(Point labeling examples)
⁂

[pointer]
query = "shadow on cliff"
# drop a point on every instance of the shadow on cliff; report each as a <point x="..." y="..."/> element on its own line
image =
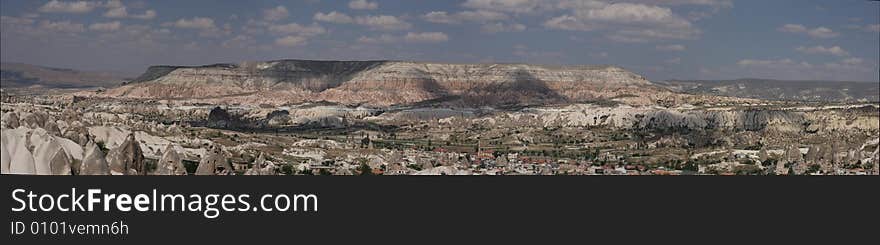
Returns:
<point x="521" y="90"/>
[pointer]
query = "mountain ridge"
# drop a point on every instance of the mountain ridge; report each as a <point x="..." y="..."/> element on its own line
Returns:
<point x="385" y="82"/>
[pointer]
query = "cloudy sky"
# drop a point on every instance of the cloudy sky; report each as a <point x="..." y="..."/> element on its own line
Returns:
<point x="661" y="39"/>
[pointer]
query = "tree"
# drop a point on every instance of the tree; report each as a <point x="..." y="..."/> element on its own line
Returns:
<point x="365" y="169"/>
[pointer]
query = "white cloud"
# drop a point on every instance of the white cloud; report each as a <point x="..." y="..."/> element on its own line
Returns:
<point x="836" y="50"/>
<point x="674" y="61"/>
<point x="195" y="23"/>
<point x="629" y="22"/>
<point x="61" y="26"/>
<point x="463" y="16"/>
<point x="119" y="12"/>
<point x="116" y="9"/>
<point x="852" y="61"/>
<point x="239" y="41"/>
<point x="384" y="38"/>
<point x="13" y="22"/>
<point x="334" y="17"/>
<point x="75" y="7"/>
<point x="673" y="47"/>
<point x="502" y="27"/>
<point x="294" y="28"/>
<point x="818" y="32"/>
<point x="429" y="37"/>
<point x="822" y="32"/>
<point x="756" y="62"/>
<point x="793" y="28"/>
<point x="852" y="69"/>
<point x="276" y="13"/>
<point x="362" y="4"/>
<point x="382" y="22"/>
<point x="291" y="41"/>
<point x="149" y="14"/>
<point x="411" y="37"/>
<point x="376" y="22"/>
<point x="105" y="26"/>
<point x="509" y="6"/>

⁂

-- Stated goal --
Copy out all the rows above word for word, leaving out the pictures.

-- Written reply --
[pointer]
query = "shadow on cliff"
# drop a point on every instance of the shadow on cliff; report each as a <point x="..." y="..."/> element on its own line
image =
Returns:
<point x="521" y="90"/>
[pointer]
query = "mountain ridge"
# drop a point on every instance of the mountain ridge; report each as a <point x="..." y="..."/> element on its own line
Returns:
<point x="385" y="82"/>
[pointer]
query = "cloudy sky"
# drop a point on every instance of the cloudy sky; report each as a <point x="..." y="..."/> element on its own line
Returns:
<point x="661" y="39"/>
[pointer]
query = "tree"
# drop a point on every instance of the tree; report each as a <point x="..." y="..."/> element on its own line
Returns:
<point x="365" y="169"/>
[pointer]
query = "white cloud"
# drop a point on every instance of the white cloud; report each as a <point x="..." y="..."/> element on its own line
Returns:
<point x="836" y="50"/>
<point x="674" y="61"/>
<point x="195" y="23"/>
<point x="629" y="22"/>
<point x="61" y="26"/>
<point x="463" y="16"/>
<point x="119" y="12"/>
<point x="116" y="9"/>
<point x="852" y="61"/>
<point x="239" y="41"/>
<point x="384" y="38"/>
<point x="13" y="22"/>
<point x="334" y="17"/>
<point x="75" y="7"/>
<point x="673" y="47"/>
<point x="502" y="27"/>
<point x="294" y="28"/>
<point x="818" y="32"/>
<point x="429" y="37"/>
<point x="822" y="32"/>
<point x="756" y="62"/>
<point x="793" y="28"/>
<point x="852" y="69"/>
<point x="276" y="13"/>
<point x="362" y="4"/>
<point x="382" y="22"/>
<point x="291" y="41"/>
<point x="149" y="14"/>
<point x="411" y="37"/>
<point x="376" y="22"/>
<point x="105" y="26"/>
<point x="509" y="6"/>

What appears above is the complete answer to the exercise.